## The request:
Write out, precisely and in full, each line of the material.

-- Start of Listed entries --

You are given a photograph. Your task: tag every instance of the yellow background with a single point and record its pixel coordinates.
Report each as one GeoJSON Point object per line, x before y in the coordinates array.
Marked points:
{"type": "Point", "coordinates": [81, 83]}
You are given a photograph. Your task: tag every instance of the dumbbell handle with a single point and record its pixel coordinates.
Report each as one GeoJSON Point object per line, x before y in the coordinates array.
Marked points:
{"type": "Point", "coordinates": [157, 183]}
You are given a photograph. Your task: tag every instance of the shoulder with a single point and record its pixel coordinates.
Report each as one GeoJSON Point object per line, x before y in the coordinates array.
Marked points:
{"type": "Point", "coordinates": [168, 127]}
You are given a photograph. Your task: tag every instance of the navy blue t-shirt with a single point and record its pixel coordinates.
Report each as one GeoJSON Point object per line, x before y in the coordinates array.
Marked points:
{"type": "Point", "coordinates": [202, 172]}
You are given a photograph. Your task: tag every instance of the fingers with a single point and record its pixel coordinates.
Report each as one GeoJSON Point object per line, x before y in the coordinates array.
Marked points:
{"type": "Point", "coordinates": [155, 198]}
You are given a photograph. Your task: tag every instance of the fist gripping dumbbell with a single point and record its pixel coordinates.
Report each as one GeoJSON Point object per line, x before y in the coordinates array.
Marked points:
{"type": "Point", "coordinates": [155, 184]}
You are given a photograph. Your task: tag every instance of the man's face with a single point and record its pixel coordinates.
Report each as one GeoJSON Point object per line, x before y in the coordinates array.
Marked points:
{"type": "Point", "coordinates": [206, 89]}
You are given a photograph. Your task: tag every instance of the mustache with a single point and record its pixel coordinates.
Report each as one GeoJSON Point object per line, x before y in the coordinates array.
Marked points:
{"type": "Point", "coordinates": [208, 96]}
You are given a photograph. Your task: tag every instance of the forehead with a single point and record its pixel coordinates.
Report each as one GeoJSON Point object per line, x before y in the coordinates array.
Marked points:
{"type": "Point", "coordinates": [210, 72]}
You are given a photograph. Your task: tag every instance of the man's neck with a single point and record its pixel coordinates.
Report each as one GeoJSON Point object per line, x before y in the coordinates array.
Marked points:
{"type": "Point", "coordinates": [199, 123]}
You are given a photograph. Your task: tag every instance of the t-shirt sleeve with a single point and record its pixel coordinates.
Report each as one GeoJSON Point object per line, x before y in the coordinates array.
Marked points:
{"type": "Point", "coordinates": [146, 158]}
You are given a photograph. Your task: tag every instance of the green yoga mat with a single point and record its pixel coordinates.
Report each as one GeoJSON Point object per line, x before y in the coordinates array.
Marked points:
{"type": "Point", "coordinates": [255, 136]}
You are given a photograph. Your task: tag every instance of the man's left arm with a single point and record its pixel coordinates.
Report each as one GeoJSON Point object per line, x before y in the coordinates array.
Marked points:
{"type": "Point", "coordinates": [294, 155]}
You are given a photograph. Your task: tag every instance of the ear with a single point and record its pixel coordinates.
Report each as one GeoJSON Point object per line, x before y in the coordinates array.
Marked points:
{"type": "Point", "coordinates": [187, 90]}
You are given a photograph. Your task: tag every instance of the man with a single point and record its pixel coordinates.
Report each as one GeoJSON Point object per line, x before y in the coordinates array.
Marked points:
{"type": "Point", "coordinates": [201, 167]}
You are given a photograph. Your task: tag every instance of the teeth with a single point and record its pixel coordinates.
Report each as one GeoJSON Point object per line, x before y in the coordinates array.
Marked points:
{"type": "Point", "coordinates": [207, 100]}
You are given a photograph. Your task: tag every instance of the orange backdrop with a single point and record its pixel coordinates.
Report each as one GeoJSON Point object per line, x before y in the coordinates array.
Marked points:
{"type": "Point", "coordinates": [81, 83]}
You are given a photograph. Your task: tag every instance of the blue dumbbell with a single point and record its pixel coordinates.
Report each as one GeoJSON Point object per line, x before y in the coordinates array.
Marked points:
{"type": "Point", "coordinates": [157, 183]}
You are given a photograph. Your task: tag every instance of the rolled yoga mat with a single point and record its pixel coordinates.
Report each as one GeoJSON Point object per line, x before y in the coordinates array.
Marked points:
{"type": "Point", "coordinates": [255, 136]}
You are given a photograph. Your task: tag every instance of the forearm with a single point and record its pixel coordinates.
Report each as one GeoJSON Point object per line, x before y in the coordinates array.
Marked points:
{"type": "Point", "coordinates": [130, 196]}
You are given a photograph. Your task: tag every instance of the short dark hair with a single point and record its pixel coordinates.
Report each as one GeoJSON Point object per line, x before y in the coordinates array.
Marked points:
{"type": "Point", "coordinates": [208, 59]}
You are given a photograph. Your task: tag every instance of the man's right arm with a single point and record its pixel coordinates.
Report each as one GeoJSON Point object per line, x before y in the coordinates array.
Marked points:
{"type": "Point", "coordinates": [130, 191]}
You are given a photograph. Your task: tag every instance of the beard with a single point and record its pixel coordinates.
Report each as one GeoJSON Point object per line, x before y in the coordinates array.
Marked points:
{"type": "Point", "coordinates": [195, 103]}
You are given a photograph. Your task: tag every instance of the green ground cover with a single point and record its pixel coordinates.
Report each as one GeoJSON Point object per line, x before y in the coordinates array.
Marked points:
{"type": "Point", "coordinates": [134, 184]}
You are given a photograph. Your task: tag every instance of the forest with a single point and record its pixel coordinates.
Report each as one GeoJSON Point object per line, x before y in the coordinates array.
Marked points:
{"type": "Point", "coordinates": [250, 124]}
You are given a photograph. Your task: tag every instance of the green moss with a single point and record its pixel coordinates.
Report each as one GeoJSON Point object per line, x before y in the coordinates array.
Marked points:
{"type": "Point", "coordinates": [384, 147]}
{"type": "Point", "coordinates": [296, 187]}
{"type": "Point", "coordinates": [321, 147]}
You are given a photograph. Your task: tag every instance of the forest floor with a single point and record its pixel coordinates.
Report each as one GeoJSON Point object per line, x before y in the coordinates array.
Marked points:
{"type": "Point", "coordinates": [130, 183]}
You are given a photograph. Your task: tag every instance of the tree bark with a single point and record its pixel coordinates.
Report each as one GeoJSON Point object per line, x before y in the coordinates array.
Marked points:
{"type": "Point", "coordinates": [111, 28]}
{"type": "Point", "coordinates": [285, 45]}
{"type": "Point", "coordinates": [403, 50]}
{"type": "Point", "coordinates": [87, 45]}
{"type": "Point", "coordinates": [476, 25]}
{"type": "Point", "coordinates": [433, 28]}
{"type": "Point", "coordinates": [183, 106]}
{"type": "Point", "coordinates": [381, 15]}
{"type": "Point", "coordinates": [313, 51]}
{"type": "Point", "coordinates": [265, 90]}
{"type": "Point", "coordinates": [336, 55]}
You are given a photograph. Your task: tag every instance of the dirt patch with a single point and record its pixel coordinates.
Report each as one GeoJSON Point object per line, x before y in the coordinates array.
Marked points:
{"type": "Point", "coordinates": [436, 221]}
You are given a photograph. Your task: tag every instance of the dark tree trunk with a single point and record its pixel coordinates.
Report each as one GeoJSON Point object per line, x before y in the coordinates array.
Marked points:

-- End of Listed entries --

## Final answer:
You are given a photograph. Your task: tag every instance of the yellow background with a single point and record its pixel coordinates.
Report each as one GeoJSON Point object per line, x before y in the coordinates array.
Marked points:
{"type": "Point", "coordinates": [81, 83]}
You are given a photograph. Your task: tag every instance of the dumbbell handle with a single point and record its pixel coordinates.
Report each as one GeoJSON Point object per line, x before y in the coordinates array.
Marked points:
{"type": "Point", "coordinates": [157, 183]}
You are given a photograph. Your task: tag every instance of the shoulder with a single point and record its pixel coordinates.
Report each as one GeoJSON Point object per line, x before y in the coordinates array.
Marked points:
{"type": "Point", "coordinates": [168, 127]}
You are given a photograph. Your task: tag every instance of the navy blue t-shirt with a single point and record its pixel coordinates.
Report each as one GeoJSON Point object per line, x before y in the coordinates array.
Marked points:
{"type": "Point", "coordinates": [202, 172]}
You are given a photograph. Your task: tag every instance of the fingers with a single point and record its pixel coordinates.
Report each as one GeoJSON Point object per line, x before y in the coordinates array.
Marked points:
{"type": "Point", "coordinates": [155, 198]}
You are given a photograph. Your task: tag every instance of the fist gripping dumbbell with a single point and record its pixel coordinates.
Report each as one GeoJSON Point object per line, x before y in the coordinates array.
Marked points:
{"type": "Point", "coordinates": [155, 184]}
You are given a photograph. Your task: tag every instance of the man's face with a single point and record its pixel coordinates.
Report each as one GeoJSON Point object per line, x before y in the coordinates array.
Marked points:
{"type": "Point", "coordinates": [206, 89]}
You are given a photograph. Your task: tag every instance of the mustache with a single point and record its pixel coordinates.
Report each as one GeoJSON Point object per line, x before y in the coordinates array.
Marked points:
{"type": "Point", "coordinates": [208, 96]}
You are given a photograph. Your task: tag every instance of the forehead with a single point and record its pixel coordinates.
Report each as one GeoJSON Point object per line, x before y in the coordinates array.
Marked points:
{"type": "Point", "coordinates": [210, 72]}
You are given a photograph. Your task: tag every instance of the man's neck with a single point and record its pixel coordinates.
Report each as one GeoJSON Point object per line, x before y in the coordinates array.
Marked points:
{"type": "Point", "coordinates": [199, 123]}
You are given a photograph. Your task: tag every instance of the t-shirt sleeve with a single point and record its pixel coordinates.
Report each as one GeoJSON Point object per line, x before y in the coordinates array.
Marked points:
{"type": "Point", "coordinates": [146, 158]}
You are given a photograph. Your task: tag every instance of the green yoga mat with a single point and record its pixel coordinates.
Report each as one GeoJSON Point object per line, x before y in the coordinates array.
Marked points:
{"type": "Point", "coordinates": [255, 136]}
You are given a photograph. Your task: tag every instance of the man's left arm with a single point and record its pixel coordinates.
Report each as one GeoJSON Point object per line, x before y in the coordinates array.
Marked points:
{"type": "Point", "coordinates": [294, 155]}
You are given a photograph. Your task: tag every instance of the ear with a single point and record its pixel coordinates.
Report each as one GeoJSON Point object per line, x before y in the coordinates array.
Marked points:
{"type": "Point", "coordinates": [187, 90]}
You are given a photograph. Your task: tag every instance of the man with a single point and record its pixel coordinates.
Report each as one GeoJSON Point object per line, x before y in the coordinates array.
Marked points:
{"type": "Point", "coordinates": [201, 167]}
You are given a photograph. Your task: tag every instance of the teeth with a single point and record its pixel coordinates.
Report each as one GeoJSON Point object per line, x before y in the coordinates array.
Marked points:
{"type": "Point", "coordinates": [207, 100]}
You are given a photograph. Your task: tag every instance of the orange backdrop with a single point and record its pixel coordinates.
Report each as one GeoJSON Point object per line, x before y in the coordinates array.
Marked points:
{"type": "Point", "coordinates": [81, 83]}
You are given a photograph. Your task: tag every instance of the blue dumbbell with a single point and record its pixel coordinates.
Report each as one GeoJSON Point object per line, x before y in the coordinates array.
Marked points:
{"type": "Point", "coordinates": [157, 183]}
You are given a photograph. Your task: tag every instance of the rolled yoga mat with a single point and record its pixel coordinates.
Report each as one GeoJSON Point object per line, x before y in the coordinates array.
Marked points:
{"type": "Point", "coordinates": [255, 136]}
You are given a photograph. Your task: tag every instance of the forearm with a single point and record its pixel coordinates.
Report each as one GeoJSON Point object per line, x before y in the coordinates array.
Marked points:
{"type": "Point", "coordinates": [130, 196]}
You are given a photograph. Your task: tag every instance of the short dark hair with a single point and record its pixel coordinates.
Report each as one GeoJSON Point object per line, x before y in the coordinates array.
Marked points:
{"type": "Point", "coordinates": [208, 59]}
You are given a photograph. Your task: tag every instance of the man's right arm with a single point and record its pixel coordinates.
Report each as one GeoJSON Point object per line, x before y in the coordinates array.
Marked points:
{"type": "Point", "coordinates": [130, 191]}
You are given a photograph. Your task: tag every instance of the beard with a single point and record its pixel coordinates.
Report each as one GeoJSON Point object per line, x before y in the coordinates array.
Marked points:
{"type": "Point", "coordinates": [195, 103]}
You are given a photograph. Your task: tag every instance of the green ground cover with a single point and record its pixel coordinates.
Report each as one GeoJSON Point object per line, x before y in the coordinates array.
Marked points:
{"type": "Point", "coordinates": [134, 184]}
You are given a photograph. Your task: tag every instance of the forest with a single point and record its pixel coordinates.
Report each as one GeoJSON Point object per line, x before y in the coordinates array.
Marked points:
{"type": "Point", "coordinates": [250, 124]}
You are given a photograph. Your task: tag every instance of the green moss with a single point and record its pixel coordinates.
Report each as one GeoJSON Point object per line, x before y in the coordinates array.
Marked points:
{"type": "Point", "coordinates": [384, 147]}
{"type": "Point", "coordinates": [296, 187]}
{"type": "Point", "coordinates": [321, 147]}
You are given a photograph. Your task: tag every instance of the forest floor with a single point and record its pixel coordinates.
Report each as one GeoJSON Point object per line, x before y in the coordinates array.
Marked points:
{"type": "Point", "coordinates": [130, 183]}
You are given a photograph. Your task: tag every instance of the tree bark with a single point and record its pixel coordinates.
Report each as one GeoJSON Point object per line, x before y in the coordinates array.
Marked points:
{"type": "Point", "coordinates": [111, 28]}
{"type": "Point", "coordinates": [285, 45]}
{"type": "Point", "coordinates": [403, 50]}
{"type": "Point", "coordinates": [87, 45]}
{"type": "Point", "coordinates": [476, 25]}
{"type": "Point", "coordinates": [433, 28]}
{"type": "Point", "coordinates": [183, 106]}
{"type": "Point", "coordinates": [381, 15]}
{"type": "Point", "coordinates": [313, 51]}
{"type": "Point", "coordinates": [265, 90]}
{"type": "Point", "coordinates": [336, 55]}
You are given a photograph. Your task: tag every instance of the dirt patch with a single point and record its pixel coordinates.
Report each as one GeoJSON Point object per line, x before y in the coordinates array.
Marked points:
{"type": "Point", "coordinates": [436, 221]}
You are given a photograph. Your task: tag every instance of the dark tree trunk with a single point and record its pixel coordinates.
Report each as one GeoJSON Point object per line, x before y in the coordinates array.
Marked points:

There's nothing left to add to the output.